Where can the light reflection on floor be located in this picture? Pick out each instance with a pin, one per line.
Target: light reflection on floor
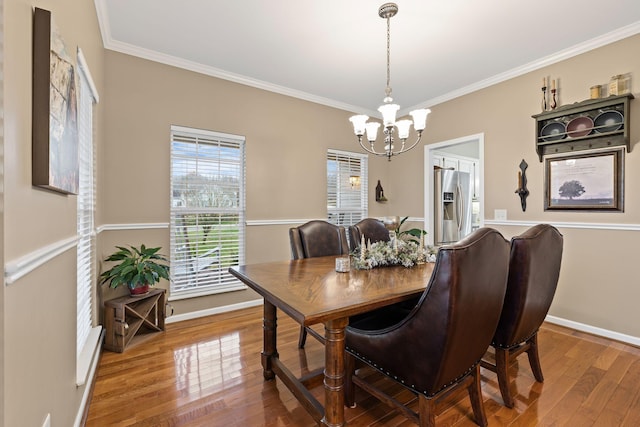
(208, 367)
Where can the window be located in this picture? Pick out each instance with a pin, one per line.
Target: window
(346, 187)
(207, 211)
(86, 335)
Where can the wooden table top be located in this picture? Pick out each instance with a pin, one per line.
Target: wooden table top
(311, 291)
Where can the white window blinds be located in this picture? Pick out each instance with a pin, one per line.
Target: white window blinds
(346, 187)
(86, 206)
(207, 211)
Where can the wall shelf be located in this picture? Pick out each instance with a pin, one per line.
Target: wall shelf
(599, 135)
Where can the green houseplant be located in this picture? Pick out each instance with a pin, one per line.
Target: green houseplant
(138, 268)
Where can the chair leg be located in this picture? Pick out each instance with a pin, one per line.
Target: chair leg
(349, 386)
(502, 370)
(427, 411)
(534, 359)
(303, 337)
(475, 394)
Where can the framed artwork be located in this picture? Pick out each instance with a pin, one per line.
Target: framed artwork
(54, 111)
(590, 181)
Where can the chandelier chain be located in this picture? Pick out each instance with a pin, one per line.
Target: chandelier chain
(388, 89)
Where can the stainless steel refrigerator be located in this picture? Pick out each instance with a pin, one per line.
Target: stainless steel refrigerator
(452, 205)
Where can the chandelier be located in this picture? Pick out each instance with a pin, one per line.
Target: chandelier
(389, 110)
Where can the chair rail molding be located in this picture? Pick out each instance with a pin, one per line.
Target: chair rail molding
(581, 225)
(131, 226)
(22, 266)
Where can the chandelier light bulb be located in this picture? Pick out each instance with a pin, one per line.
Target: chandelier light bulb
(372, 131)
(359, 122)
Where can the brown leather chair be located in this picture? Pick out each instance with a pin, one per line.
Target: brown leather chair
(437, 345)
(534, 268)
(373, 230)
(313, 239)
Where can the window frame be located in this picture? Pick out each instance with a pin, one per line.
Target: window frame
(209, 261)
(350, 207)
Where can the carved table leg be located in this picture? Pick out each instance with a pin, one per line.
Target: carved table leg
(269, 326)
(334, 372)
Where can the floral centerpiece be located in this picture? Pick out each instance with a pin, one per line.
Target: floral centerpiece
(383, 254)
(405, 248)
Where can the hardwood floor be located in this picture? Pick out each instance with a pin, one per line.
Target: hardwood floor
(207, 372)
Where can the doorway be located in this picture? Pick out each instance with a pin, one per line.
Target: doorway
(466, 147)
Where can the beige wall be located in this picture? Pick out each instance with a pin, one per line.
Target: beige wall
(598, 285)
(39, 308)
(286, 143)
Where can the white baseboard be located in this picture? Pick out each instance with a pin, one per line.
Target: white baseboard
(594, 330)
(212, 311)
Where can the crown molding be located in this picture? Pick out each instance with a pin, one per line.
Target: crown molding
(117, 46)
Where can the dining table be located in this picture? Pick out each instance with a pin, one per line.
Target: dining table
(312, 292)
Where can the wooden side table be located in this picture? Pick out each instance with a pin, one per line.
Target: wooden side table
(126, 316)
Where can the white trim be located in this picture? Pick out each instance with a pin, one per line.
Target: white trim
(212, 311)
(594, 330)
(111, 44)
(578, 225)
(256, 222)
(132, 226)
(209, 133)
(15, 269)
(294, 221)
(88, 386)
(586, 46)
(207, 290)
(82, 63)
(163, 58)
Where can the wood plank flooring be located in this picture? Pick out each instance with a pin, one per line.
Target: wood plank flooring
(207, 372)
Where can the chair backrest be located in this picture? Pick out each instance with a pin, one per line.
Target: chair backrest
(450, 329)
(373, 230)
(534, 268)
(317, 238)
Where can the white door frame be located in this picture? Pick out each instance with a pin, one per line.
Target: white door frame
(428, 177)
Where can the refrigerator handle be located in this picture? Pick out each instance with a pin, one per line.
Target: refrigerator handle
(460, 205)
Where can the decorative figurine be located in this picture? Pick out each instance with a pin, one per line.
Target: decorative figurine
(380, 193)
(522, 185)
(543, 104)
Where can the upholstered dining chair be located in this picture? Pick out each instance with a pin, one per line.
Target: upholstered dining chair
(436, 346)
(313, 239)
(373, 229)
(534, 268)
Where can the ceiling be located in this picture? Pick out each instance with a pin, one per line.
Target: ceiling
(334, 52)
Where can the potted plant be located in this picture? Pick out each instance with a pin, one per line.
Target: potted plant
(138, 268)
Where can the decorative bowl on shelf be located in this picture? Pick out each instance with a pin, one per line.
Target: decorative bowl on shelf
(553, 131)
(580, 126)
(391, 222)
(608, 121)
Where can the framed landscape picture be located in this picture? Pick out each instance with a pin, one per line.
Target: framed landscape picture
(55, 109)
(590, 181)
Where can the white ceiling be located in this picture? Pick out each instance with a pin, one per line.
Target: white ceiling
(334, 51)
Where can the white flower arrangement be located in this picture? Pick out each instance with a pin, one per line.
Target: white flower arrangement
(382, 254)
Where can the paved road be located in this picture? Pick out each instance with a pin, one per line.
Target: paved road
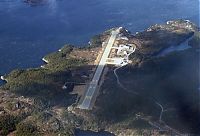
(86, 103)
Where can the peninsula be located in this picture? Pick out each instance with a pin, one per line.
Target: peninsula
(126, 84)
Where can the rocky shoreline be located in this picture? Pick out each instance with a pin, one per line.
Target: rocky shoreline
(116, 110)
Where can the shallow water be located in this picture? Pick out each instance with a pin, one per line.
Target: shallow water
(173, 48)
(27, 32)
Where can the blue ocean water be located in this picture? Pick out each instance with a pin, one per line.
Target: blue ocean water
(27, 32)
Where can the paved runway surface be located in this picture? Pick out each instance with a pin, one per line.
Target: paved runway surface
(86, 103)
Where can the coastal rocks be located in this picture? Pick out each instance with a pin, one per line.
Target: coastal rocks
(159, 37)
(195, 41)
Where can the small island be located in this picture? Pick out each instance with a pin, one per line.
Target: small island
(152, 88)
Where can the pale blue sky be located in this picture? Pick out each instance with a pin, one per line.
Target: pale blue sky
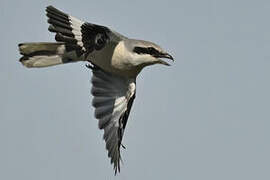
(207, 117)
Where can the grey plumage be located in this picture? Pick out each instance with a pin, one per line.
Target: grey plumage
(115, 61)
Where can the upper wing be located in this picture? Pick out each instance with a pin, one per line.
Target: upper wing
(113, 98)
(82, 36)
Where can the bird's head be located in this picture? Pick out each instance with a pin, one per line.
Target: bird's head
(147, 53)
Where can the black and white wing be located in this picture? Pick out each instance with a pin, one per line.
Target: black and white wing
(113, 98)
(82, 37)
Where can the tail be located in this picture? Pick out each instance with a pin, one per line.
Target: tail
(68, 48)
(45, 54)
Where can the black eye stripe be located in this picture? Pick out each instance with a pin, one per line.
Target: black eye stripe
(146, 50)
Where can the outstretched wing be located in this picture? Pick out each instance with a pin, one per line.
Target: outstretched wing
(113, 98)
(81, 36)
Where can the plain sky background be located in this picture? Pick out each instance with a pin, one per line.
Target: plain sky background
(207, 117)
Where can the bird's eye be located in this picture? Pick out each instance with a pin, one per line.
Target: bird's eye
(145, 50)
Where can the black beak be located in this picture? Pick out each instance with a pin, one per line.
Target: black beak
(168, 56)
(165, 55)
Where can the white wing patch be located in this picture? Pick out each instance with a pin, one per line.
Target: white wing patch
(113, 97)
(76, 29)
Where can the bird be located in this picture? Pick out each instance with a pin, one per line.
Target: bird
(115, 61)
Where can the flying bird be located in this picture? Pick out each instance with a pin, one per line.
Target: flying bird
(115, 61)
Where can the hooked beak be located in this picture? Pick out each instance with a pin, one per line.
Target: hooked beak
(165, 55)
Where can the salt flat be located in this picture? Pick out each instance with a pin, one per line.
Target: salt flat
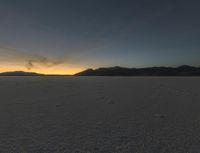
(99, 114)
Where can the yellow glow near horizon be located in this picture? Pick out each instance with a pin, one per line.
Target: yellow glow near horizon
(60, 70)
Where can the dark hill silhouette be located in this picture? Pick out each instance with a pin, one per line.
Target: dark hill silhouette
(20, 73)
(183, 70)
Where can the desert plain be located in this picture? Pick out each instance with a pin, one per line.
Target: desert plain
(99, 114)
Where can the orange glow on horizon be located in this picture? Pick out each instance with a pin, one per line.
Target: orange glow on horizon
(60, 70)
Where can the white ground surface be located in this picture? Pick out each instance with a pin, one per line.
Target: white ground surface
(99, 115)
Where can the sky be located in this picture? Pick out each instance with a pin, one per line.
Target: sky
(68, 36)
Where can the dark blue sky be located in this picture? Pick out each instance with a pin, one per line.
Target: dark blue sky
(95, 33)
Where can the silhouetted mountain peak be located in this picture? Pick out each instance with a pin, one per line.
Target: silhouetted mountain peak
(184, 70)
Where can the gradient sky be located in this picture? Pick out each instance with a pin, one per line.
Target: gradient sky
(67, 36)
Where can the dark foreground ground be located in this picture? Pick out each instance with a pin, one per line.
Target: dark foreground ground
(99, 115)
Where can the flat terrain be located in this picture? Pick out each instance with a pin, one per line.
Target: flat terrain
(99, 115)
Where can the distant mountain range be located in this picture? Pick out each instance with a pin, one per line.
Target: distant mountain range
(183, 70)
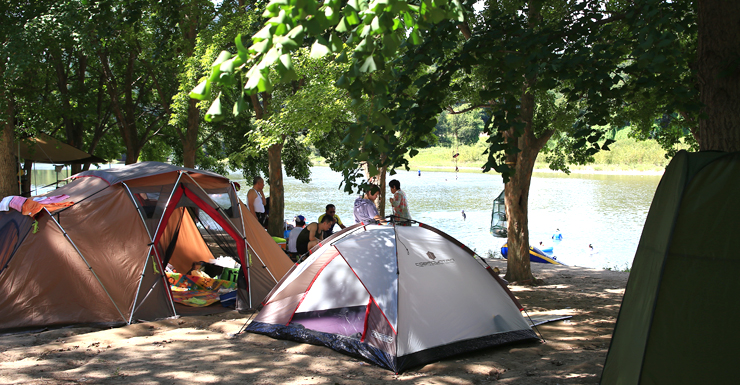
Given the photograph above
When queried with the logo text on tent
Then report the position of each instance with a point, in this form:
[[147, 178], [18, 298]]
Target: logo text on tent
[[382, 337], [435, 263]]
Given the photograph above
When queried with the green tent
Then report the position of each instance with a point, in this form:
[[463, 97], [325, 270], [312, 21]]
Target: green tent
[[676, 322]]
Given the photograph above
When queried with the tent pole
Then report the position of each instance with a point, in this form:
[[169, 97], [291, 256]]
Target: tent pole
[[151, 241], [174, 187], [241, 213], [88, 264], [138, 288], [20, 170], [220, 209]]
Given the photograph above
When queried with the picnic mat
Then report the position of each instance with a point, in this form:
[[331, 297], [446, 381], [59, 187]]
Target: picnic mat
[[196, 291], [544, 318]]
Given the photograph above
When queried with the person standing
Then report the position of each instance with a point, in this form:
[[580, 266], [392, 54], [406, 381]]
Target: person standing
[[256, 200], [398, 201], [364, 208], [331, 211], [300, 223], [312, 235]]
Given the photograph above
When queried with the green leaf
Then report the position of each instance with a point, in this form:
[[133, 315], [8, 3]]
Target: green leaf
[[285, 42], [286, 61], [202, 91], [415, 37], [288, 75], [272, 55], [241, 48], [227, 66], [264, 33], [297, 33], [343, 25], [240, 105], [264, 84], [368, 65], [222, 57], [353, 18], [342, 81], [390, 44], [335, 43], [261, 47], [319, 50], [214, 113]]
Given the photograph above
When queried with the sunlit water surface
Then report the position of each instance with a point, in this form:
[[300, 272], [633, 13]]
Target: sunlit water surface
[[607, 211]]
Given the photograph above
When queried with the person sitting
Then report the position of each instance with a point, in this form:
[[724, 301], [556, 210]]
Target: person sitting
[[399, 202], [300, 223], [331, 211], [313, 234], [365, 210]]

- What to work on:
Give back exactly the lines of the listing above that run from the line with "Where can the white ground" to the line with "Where can the flat", inclusive.

- Reply to the task:
Where can the white ground surface be located in this picture? Pick out each instance with a pin, one per line.
Target: white ground surface
(99, 115)
Where can the sky be located in this picture? Pick out each instance with a pin, one per line.
Target: sky
(68, 36)
Where can the dark blue sky be located in this picture? Pick out each instance with a pin, one per line.
Target: dark blue sky
(95, 33)
Where can the silhouetted mountain peak be located in this picture? Pick out each instance with a pin, one per line.
Target: silhouetted mountain peak
(184, 70)
Where can the gradient sky be located in this picture? Pick out each instance with a pin, one per line.
Target: gradient sky
(67, 36)
Where can the dark foreground ground be located in this picture? Pick out each instance with a pin, one per line.
Target: dark foreground ground
(99, 115)
Where can the flat terrain be located in this picture? Pick out each instance with a pin, one per line.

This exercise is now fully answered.